**Source extract**

Ask YC: Will your product fly? - terpua

Per http://evhead.com/2007/12/how-to-evaluate-new-product-idea.asp, I'm asking fellow entrepreneurs to rate their product using EW's method.<p>Mine is called iTenna, mobile document management.<p>Tractability - Low/Med
Obviousness - Very High
Deepness - High
Wideness - Med
Discoverability - Low
Monetize - High
======
webwright
I think it's interesting to relate this thread to Fred Wilson's "Why Early
Stage Venture Investments Fail":

"Of the 26 companies that I consider realized or effectively realized in my
personal track record, 17 of them made complete transformations or partial
transformations of their businesses between the time we invested and the time
we sold."

With this in mind, I think the most important factor is tractability. Can you
build it quickly to test your theory? If your theory is off-base, can you
quickly shift? I think Fred is a fairly discerning and successful investor...

**Stated goal**
Reproduce the passage of the Ask YC thread word for word, beginning at "With this in" and stopping after "and successful investor...".

**Supplied information**
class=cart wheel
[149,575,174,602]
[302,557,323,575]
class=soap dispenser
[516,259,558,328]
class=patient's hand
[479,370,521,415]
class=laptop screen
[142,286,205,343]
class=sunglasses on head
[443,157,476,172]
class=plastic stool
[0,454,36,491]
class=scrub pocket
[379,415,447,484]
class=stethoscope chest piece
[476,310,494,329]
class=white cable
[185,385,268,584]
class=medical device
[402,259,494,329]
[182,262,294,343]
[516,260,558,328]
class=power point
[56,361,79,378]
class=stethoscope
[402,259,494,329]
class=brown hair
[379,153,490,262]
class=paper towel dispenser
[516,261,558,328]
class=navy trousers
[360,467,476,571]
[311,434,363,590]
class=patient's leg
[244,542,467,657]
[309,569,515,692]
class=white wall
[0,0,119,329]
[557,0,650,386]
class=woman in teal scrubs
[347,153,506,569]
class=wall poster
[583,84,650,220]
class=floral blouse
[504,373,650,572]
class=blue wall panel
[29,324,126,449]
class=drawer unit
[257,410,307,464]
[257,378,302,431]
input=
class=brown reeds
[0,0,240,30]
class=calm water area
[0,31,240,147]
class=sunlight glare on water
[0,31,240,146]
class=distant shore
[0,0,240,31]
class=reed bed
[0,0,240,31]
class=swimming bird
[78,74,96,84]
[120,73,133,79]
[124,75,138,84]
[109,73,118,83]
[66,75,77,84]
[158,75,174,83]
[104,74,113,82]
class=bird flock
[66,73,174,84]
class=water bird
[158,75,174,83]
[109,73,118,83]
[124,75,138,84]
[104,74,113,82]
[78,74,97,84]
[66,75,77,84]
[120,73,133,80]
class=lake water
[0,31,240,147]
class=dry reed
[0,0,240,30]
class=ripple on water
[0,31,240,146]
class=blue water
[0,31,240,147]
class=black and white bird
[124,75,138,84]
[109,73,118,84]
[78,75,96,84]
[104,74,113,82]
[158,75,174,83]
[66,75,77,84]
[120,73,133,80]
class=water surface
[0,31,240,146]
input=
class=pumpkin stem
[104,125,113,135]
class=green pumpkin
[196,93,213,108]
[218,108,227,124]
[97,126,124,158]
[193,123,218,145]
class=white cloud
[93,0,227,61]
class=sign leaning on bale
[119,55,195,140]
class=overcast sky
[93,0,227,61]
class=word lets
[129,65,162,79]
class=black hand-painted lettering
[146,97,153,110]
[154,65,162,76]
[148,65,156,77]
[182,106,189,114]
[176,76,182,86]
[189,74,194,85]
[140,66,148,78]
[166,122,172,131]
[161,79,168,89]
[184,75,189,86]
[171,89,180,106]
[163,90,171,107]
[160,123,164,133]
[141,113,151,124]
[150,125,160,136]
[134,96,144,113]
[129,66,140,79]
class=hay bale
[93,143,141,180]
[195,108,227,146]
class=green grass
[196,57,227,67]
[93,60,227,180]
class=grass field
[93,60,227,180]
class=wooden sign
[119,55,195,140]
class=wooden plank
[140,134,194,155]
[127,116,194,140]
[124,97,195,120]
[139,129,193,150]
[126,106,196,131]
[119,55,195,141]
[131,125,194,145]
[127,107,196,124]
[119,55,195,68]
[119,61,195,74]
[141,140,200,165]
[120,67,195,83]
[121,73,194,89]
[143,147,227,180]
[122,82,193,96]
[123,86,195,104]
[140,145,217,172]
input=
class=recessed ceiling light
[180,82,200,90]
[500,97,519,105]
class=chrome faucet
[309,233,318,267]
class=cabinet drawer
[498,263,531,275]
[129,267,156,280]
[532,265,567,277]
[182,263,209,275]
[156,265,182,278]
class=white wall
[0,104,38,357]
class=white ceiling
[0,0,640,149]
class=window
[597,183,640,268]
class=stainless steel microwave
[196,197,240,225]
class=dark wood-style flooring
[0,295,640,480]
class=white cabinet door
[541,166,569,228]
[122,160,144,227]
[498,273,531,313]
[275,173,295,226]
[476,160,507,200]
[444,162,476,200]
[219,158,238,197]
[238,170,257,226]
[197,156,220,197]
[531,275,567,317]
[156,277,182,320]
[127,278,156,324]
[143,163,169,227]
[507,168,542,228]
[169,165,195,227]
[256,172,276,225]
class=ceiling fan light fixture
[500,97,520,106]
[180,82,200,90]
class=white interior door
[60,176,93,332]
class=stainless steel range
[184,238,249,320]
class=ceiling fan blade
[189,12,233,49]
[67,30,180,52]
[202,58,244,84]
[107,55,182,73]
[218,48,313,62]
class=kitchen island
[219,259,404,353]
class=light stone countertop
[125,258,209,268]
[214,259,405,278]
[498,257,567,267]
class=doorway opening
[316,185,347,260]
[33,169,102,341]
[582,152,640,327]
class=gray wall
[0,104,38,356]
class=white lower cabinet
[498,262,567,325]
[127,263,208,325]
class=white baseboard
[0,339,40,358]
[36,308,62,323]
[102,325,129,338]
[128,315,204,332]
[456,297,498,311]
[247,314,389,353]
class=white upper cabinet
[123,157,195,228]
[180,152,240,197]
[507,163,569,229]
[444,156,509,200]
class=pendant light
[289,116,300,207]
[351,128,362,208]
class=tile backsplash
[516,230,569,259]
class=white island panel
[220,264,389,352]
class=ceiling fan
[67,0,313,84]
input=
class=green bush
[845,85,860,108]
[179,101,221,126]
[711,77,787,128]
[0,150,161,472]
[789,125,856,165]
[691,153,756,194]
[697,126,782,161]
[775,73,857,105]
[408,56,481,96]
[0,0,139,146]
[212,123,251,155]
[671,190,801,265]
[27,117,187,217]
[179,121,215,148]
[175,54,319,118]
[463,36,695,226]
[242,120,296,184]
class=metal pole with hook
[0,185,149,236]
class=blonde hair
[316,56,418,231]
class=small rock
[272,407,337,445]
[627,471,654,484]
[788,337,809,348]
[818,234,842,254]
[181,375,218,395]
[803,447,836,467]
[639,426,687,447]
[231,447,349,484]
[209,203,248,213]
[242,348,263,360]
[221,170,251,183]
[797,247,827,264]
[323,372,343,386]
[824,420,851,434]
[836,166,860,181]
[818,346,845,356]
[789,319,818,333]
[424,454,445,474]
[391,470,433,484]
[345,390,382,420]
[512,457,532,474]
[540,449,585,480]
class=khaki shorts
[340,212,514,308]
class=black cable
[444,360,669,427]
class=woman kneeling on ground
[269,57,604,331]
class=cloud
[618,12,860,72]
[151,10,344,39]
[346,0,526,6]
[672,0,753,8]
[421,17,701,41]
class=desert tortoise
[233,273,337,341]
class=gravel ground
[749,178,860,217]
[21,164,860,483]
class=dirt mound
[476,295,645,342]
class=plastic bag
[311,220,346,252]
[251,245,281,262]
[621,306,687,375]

**Problem solution**
With this in mind, I think the most important factor is tractability. Can you
build it quickly to test your theory? If your theory is off-base, can you
quickly shift? I think Fred is a fairly discerning and successful investor...